Problem requirements
Your answer must be every record below, written out exactly as it appears.
╭─ Provided records
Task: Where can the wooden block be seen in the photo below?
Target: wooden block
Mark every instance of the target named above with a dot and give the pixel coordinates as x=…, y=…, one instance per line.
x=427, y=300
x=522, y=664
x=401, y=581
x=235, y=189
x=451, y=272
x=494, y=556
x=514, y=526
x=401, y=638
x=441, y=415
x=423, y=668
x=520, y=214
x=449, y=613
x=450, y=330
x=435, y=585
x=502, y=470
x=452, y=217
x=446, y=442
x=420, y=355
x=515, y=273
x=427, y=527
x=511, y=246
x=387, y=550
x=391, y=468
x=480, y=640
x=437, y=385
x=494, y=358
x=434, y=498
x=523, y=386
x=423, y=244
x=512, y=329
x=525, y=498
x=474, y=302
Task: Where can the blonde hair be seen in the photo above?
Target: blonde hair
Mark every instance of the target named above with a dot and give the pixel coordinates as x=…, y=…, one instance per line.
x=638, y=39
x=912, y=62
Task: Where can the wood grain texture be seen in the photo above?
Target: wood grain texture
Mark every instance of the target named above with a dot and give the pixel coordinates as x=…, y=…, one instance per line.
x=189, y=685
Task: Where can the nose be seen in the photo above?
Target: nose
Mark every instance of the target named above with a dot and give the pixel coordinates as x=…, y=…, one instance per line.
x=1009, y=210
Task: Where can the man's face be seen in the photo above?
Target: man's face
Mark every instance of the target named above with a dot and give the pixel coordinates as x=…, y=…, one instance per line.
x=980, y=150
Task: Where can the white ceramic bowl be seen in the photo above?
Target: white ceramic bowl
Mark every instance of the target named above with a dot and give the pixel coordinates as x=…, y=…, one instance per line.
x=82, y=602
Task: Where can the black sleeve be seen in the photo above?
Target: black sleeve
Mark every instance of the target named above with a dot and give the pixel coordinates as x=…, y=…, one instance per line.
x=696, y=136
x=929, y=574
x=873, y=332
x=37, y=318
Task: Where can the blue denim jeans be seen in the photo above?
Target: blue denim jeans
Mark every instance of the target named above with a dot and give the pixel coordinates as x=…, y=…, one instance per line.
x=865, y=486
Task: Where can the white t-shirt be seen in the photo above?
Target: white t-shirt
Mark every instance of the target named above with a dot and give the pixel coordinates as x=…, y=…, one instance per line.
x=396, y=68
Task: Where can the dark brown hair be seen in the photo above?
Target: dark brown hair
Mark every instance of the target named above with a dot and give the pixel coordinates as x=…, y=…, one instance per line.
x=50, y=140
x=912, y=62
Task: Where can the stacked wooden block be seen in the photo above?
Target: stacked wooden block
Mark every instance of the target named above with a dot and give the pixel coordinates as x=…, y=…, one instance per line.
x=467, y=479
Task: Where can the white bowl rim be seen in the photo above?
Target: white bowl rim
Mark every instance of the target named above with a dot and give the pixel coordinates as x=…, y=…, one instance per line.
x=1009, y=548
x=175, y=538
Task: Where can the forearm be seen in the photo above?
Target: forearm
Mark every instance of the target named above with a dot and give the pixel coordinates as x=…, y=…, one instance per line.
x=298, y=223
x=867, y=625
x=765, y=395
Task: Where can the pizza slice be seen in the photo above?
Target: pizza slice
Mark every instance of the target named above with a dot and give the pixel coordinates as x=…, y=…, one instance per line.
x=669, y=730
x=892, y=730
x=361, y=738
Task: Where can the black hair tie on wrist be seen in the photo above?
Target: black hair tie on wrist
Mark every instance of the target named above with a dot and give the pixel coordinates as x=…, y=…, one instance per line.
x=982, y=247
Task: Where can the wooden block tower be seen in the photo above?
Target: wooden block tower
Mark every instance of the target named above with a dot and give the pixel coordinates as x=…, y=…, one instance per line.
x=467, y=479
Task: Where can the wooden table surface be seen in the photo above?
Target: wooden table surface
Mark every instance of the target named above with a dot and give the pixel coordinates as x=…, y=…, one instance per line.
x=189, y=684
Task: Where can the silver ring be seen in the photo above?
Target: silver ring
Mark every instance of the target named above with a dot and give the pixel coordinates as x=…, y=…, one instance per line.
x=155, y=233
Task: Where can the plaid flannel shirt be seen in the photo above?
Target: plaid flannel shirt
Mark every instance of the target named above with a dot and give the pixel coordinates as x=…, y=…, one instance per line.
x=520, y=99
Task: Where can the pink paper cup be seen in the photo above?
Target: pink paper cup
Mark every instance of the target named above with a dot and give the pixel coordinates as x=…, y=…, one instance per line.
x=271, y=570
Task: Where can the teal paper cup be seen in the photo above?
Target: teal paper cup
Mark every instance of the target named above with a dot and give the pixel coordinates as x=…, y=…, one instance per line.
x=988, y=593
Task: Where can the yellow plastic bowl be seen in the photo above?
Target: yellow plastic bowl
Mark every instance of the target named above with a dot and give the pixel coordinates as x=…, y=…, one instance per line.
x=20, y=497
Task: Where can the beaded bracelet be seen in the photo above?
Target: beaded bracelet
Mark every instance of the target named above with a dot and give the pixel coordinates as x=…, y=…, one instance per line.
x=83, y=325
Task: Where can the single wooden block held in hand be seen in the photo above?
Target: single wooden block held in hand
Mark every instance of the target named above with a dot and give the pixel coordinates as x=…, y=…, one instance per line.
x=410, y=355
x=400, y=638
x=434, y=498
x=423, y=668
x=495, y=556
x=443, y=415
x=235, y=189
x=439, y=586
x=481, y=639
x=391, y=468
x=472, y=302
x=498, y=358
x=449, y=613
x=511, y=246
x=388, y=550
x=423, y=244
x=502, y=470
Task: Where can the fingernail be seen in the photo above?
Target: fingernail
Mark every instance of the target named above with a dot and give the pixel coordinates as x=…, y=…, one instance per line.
╰─
Finished exercise
Task: Where can the wooden block be seen in the photo below?
Target: wooden block
Mark every instance of the target named above with a dot and give the pixel coordinates as x=…, y=…, one instance per line.
x=427, y=300
x=522, y=664
x=401, y=581
x=235, y=189
x=451, y=272
x=494, y=556
x=514, y=526
x=401, y=638
x=441, y=415
x=423, y=668
x=520, y=214
x=449, y=613
x=450, y=330
x=435, y=585
x=502, y=470
x=452, y=217
x=446, y=442
x=420, y=355
x=515, y=273
x=427, y=527
x=511, y=246
x=387, y=550
x=391, y=468
x=480, y=640
x=437, y=385
x=494, y=358
x=434, y=498
x=523, y=386
x=423, y=244
x=512, y=329
x=525, y=498
x=474, y=302
Task: Where can the blonde hair be seen in the photo above?
Target: blonde hair
Mark every instance of the target named above with a dot and give the pixel coordinates as x=…, y=…, one instance per line.
x=638, y=39
x=912, y=62
Task: Where can the wood grain texture be seen in the photo above?
Target: wood grain texture
Mark every instance of the target named above with a dot and give the pixel coordinates as x=…, y=…, one instance per line.
x=189, y=685
Task: Where can the nose be seen in the photo above?
Target: nose
Mark every instance of the target named above with a dot and give the pixel coordinates as x=…, y=…, one instance per line.
x=1009, y=210
Task: Where can the man's face be seen in the photo above?
Target: man's face
Mark every instance of the target named above with a dot and give the pixel coordinates as x=…, y=…, one instance per line.
x=980, y=150
Task: Where can the white ceramic bowl be seen in the photo above?
Target: white ceramic bowl
Mark every instance of the target named above with a dot and give the pixel coordinates as x=…, y=…, one instance per line.
x=82, y=602
Task: Where can the black sleeve be seen in the photo above?
Target: black sleeve
Mark every instance of the target named above with a dot and give the pixel coordinates as x=…, y=…, one instance per line.
x=696, y=136
x=929, y=574
x=873, y=332
x=37, y=318
Task: Where can the blue denim jeans be seen in the photo above?
Target: blue denim jeans
Mark every instance of the target named above with a dot and give the pixel coordinates as x=…, y=…, one instance per line.
x=865, y=486
Task: Where can the white t-shirt be seen in the photo above?
Target: white t-shirt
Mark every instance of the target named above with a dot and give the pixel coordinates as x=…, y=…, one instance per line.
x=396, y=68
Task: Where can the dark brown hair be seen in the photo above?
Target: dark brown hair
Mark every instance of the target named above with a dot and give the pixel coordinates as x=…, y=…, one instance per line.
x=50, y=140
x=912, y=62
Task: Where can the stacked wooden block be seen in the photo above?
Target: stacked wooden block
Mark every instance of the target named above with a dot and give the pixel coordinates as x=…, y=…, one instance per line.
x=467, y=479
Task: Where can the white bowl rim be seen in the photo above?
Target: white bowl rim
Mark every instance of the target named above with a dot and give the pixel coordinates as x=…, y=…, one instance per line.
x=1009, y=548
x=175, y=538
Task: Where can the forearm be seen in the photo above?
Target: forearm
Mark every instance of the target named above with a dot and give the pixel coordinates as x=…, y=…, one instance per line.
x=298, y=223
x=867, y=625
x=765, y=395
Task: Where can the pizza slice be seen in the photo above?
Target: pizza slice
Mark every instance of the target named above with a dot and give the pixel coordinates as x=…, y=…, one instance per line.
x=669, y=730
x=892, y=730
x=361, y=738
Task: Where can the black hair tie on wrist be seen in the photo above?
Target: black hair tie on wrist
Mark every instance of the target named above with a dot and give the pixel coordinates as x=…, y=…, one instance per line.
x=982, y=247
Task: Where can the wooden block tower be seen in the photo above?
Target: wooden block tower
Mark every instance of the target named above with a dot and give the pixel coordinates as x=…, y=…, one instance per line.
x=467, y=479
Task: Where can the wooden table surface be seen in the photo above?
Target: wooden table surface
Mark every instance of the target named above with a dot and give the pixel coordinates as x=…, y=…, one instance per line.
x=189, y=684
Task: Where can the silver ring be seen in the photo above?
Target: silver ring
Mark every instance of the target named above with a dot and give the pixel coordinates as x=…, y=…, one instance per line.
x=155, y=233
Task: Where can the plaid flannel shirt be seen in the photo above?
Target: plaid flannel shirt
Mark every instance of the target named above with a dot and give the pixel coordinates as x=…, y=…, one instance per line.
x=520, y=99
Task: Where can the pink paper cup be seen in the photo above?
Target: pink paper cup
Mark every instance of the target named above with a dot and give the pixel coordinates as x=…, y=…, one instance per line.
x=271, y=570
Task: Where can the teal paper cup be seen in the photo above?
Target: teal paper cup
Mark every instance of the target named above with a dot and give the pixel coordinates as x=…, y=…, one instance per line.
x=988, y=593
Task: Where can the yellow plastic bowl be seen in the photo above?
Target: yellow plastic bowl
Mark every instance of the target named above with a dot and give the pixel coordinates as x=…, y=…, one instance per line.
x=20, y=497
Task: Where can the beaded bracelet be seen in the photo above?
Target: beaded bracelet
Mark every instance of the target named above with a dot and give the pixel coordinates as x=…, y=…, one instance per line.
x=83, y=325
Task: Where can the single wooden block held in hand be seen in the photo above?
Target: single wooden block held in hand
Mark every instance of the target named above with a dot and give the pixel coordinates as x=…, y=…, one instance per line.
x=410, y=355
x=400, y=638
x=434, y=498
x=423, y=668
x=495, y=556
x=443, y=415
x=235, y=189
x=439, y=586
x=481, y=639
x=391, y=468
x=472, y=302
x=498, y=358
x=449, y=613
x=511, y=246
x=388, y=550
x=423, y=244
x=502, y=470
Task: Where can the fingernail be seen in the photo above?
Target: fingernail
Mark every instance of the target named above with a dot and give the pixel coordinates as x=…, y=…, one instance per line.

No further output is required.